### INSTRUCTIONS FOR THE TASK
All entries below need to be written out exactly, but without their pictures.
——
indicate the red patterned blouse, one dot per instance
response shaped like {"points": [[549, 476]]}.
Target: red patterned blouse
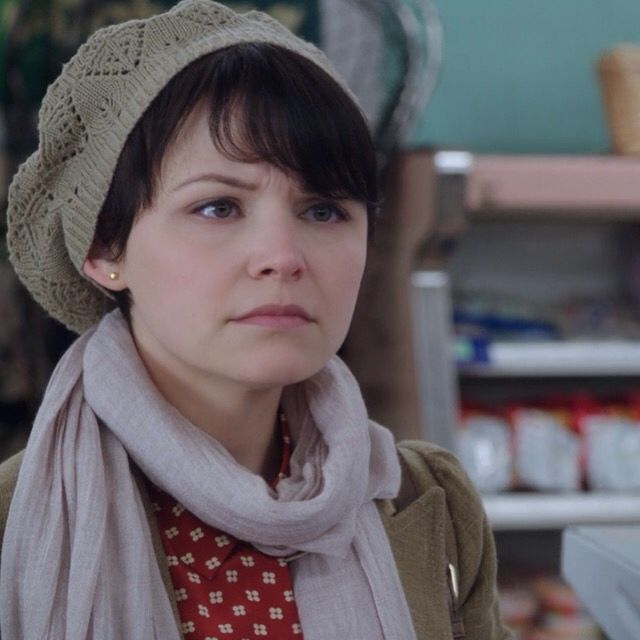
{"points": [[225, 588]]}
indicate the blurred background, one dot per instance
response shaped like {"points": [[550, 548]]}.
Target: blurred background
{"points": [[500, 313]]}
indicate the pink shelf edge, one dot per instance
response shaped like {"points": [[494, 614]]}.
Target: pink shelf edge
{"points": [[553, 182]]}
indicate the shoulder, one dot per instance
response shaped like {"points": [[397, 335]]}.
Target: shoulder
{"points": [[8, 477], [431, 465], [469, 539]]}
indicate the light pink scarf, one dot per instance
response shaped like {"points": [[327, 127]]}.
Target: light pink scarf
{"points": [[78, 560]]}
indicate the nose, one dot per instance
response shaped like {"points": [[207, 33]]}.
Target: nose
{"points": [[278, 253]]}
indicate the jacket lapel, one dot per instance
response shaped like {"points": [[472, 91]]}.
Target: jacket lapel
{"points": [[417, 539]]}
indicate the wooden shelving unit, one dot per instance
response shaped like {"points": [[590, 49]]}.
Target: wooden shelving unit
{"points": [[469, 188]]}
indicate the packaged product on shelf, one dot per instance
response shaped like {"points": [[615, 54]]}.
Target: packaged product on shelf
{"points": [[613, 453], [544, 607], [519, 607], [547, 453], [484, 451], [561, 616]]}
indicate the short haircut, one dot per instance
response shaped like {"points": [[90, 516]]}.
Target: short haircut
{"points": [[266, 103]]}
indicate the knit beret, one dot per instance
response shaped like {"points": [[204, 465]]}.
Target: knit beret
{"points": [[84, 121]]}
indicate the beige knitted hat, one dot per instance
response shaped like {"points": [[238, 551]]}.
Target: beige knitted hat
{"points": [[85, 118]]}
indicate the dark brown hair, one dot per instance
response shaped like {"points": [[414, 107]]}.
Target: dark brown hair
{"points": [[266, 103]]}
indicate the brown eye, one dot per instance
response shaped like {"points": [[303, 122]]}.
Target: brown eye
{"points": [[217, 209], [326, 212]]}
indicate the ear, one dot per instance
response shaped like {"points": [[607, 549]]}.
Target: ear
{"points": [[99, 268]]}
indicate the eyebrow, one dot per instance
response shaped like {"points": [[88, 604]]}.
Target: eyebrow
{"points": [[217, 177]]}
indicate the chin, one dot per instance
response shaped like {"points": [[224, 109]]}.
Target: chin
{"points": [[281, 371]]}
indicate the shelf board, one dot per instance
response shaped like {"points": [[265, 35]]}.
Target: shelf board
{"points": [[530, 511], [559, 359], [581, 184]]}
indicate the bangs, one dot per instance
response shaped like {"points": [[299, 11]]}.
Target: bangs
{"points": [[269, 104]]}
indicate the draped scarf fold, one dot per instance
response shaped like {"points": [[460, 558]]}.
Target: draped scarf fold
{"points": [[77, 557]]}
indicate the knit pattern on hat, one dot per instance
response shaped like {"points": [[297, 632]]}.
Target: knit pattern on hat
{"points": [[84, 121]]}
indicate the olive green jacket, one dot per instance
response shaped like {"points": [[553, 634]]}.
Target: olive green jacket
{"points": [[441, 521]]}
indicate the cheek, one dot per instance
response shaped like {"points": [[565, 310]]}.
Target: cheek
{"points": [[345, 271]]}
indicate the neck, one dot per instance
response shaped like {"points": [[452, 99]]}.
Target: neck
{"points": [[244, 421]]}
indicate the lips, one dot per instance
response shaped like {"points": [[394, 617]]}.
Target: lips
{"points": [[291, 310]]}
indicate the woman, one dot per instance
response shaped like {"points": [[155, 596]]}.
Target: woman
{"points": [[209, 174]]}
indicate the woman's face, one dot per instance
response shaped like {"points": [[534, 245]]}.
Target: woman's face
{"points": [[224, 237]]}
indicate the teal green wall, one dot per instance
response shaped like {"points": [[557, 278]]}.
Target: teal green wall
{"points": [[518, 75]]}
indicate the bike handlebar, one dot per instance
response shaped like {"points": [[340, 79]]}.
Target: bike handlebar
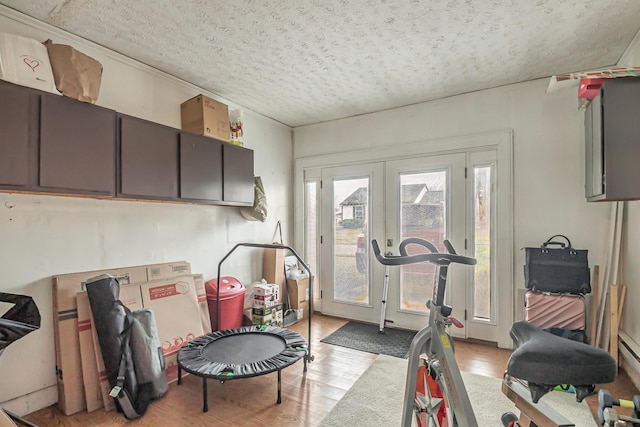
——
### REPLY TO THE TASK
indicate the red patterned blouse, one dot per instance
response shaped like {"points": [[549, 476]]}.
Target: red patterned blouse
{"points": [[225, 588]]}
indicate the blurred background, one dot per instance
response shaped like {"points": [[550, 548]]}.
Target: blurred background
{"points": [[500, 313]]}
indicate the pink shelf edge, one dot per instance
response shaped like {"points": [[494, 614]]}.
Target: pink shelf edge
{"points": [[553, 182]]}
indicate the shoulder, one dot per instance
response shaped like {"points": [[397, 335]]}.
Target: shoulder
{"points": [[8, 477], [431, 465], [469, 539]]}
indicate the light pink scarf, one dot per instance
response shaped like {"points": [[327, 127]]}.
Target: light pink scarf
{"points": [[78, 560]]}
indicate the nose, one dot per instance
response shaped like {"points": [[207, 33]]}.
Target: nose
{"points": [[278, 253]]}
indicate the jacket lapel, one dot per instance
response shaped like {"points": [[472, 91]]}.
Target: jacket lapel
{"points": [[417, 539]]}
indicate the wooden shelving unit, one dot per instance
response shaped like {"points": [[590, 49]]}.
Target: wooden shelving unit
{"points": [[469, 188]]}
indicate the packaged product on shelf, one dot per instance
response shaped like {"points": [[615, 54]]}.
Target: packaged product on shelf
{"points": [[613, 453], [544, 607], [519, 607], [547, 453], [484, 451], [561, 616]]}
indicate the short haircut, one dot per instance
response shaped like {"points": [[90, 516]]}.
Target: short haircut
{"points": [[266, 103]]}
indicate the knit beret, one dot per instance
response shaped like {"points": [[204, 465]]}.
Target: knit beret
{"points": [[84, 121]]}
indicate the beige knitted hat, one dot per instance
response shaped like {"points": [[238, 551]]}.
Target: beige knitted hat
{"points": [[85, 118]]}
indicate the dark brown hair, one dot per instance
response shaped like {"points": [[414, 107]]}.
Target: dark brown hair
{"points": [[266, 103]]}
indicate the brown eye, one dot per instance
response shaped like {"points": [[303, 122]]}.
Target: brown eye
{"points": [[217, 209], [326, 212]]}
indicate the ear, one dot per instance
response shaped like {"points": [[607, 549]]}.
Target: ear
{"points": [[99, 268]]}
indicate the eyebrow, one dot per instance
response shaped like {"points": [[88, 604]]}.
Target: eyebrow
{"points": [[217, 177]]}
indicate the chin, one dot per instance
response shaped like {"points": [[224, 109]]}.
Target: chin
{"points": [[281, 371]]}
indicate the shelf board, one dot per instance
response shaped like {"points": [[265, 35]]}.
Target: shelf board
{"points": [[530, 511], [559, 359], [581, 184]]}
indicate the bangs, one dot per instance
response shaped like {"points": [[299, 11]]}.
Target: bangs
{"points": [[269, 104]]}
indicate the draped scarf fold, one dot per instance
response shaped like {"points": [[460, 558]]}.
Target: draped scarf fold
{"points": [[77, 557]]}
indicate the knit pattern on hat, one dot per instance
response shaped like {"points": [[297, 632]]}.
Target: knit pattern on hat
{"points": [[84, 121]]}
indicate the olive green jacket, one dot per instance
response shaped like {"points": [[553, 634]]}.
Target: olive green jacket
{"points": [[441, 521]]}
indicate the cheek, one dot per instance
response shaped like {"points": [[565, 310]]}.
Target: cheek
{"points": [[345, 271]]}
indicate the neck, one dot per instance
response shaped like {"points": [[452, 99]]}.
Target: neck
{"points": [[244, 421]]}
indicate the lips, one dot per instance
response shaped like {"points": [[394, 617]]}.
Target: lips
{"points": [[291, 310]]}
indicate the woman, one dot per instance
response shaped like {"points": [[155, 596]]}.
Target: woman
{"points": [[209, 174]]}
indicate the woman's face, one dot per instance
response shaped like {"points": [[534, 245]]}.
Target: woman's face
{"points": [[224, 237]]}
indicate the teal green wall, one dot per instance
response shaped like {"points": [[557, 278]]}.
Target: teal green wall
{"points": [[518, 75]]}
indicate the bike handlebar, one dot per instance
response shaped like {"points": [[340, 79]]}.
Target: bike handlebar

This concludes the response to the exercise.